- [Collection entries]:
===

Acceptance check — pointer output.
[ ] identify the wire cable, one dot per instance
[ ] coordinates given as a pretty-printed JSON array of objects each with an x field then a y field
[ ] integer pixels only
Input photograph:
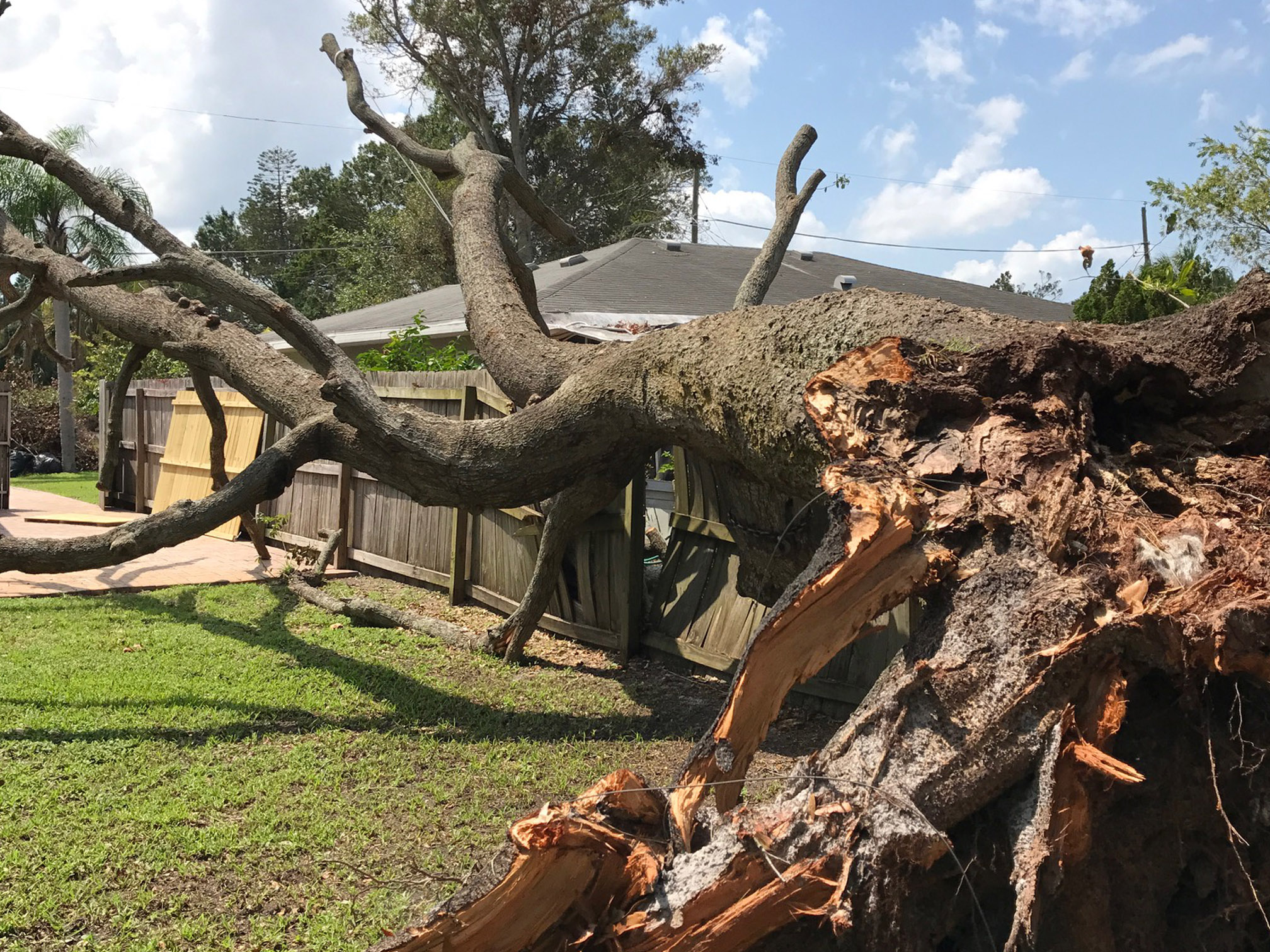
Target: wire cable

===

- [Aim]: Rewrite the listing with every "wire cable" changed to "power cord" and everything else left as it is. Omit the pictures.

- [Result]:
Acceptance check — pointer output.
[ ] identify the power cord, one dot per instance
[ ] coordinates given as a pretty-printed JSON array of objects each with an x field then a y field
[ ] integer pixels only
Input photograph:
Target: power cord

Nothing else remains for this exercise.